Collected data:
------------------------------

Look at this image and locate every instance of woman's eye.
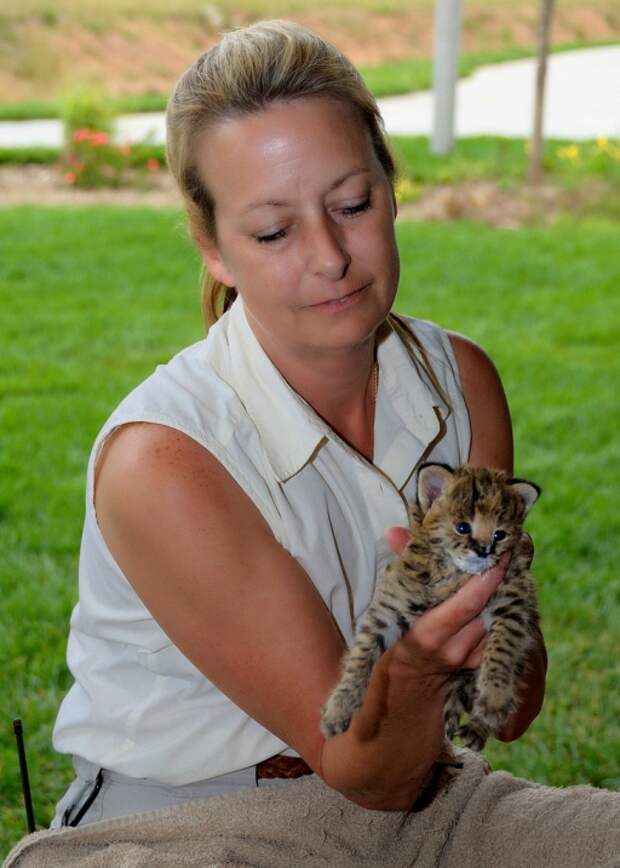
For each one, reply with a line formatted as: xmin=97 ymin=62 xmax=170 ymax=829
xmin=493 ymin=529 xmax=507 ymax=542
xmin=340 ymin=196 xmax=371 ymax=217
xmin=455 ymin=522 xmax=471 ymax=535
xmin=256 ymin=229 xmax=287 ymax=244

------------------------------

Starting from the line that contains "For each one, reply", give again every line to the last line of the data, exactly. Include nothing else.

WRITTEN RESPONSE:
For each one, reply with a line formatted as: xmin=97 ymin=62 xmax=170 ymax=829
xmin=493 ymin=529 xmax=507 ymax=542
xmin=340 ymin=196 xmax=371 ymax=217
xmin=455 ymin=522 xmax=471 ymax=535
xmin=256 ymin=229 xmax=287 ymax=244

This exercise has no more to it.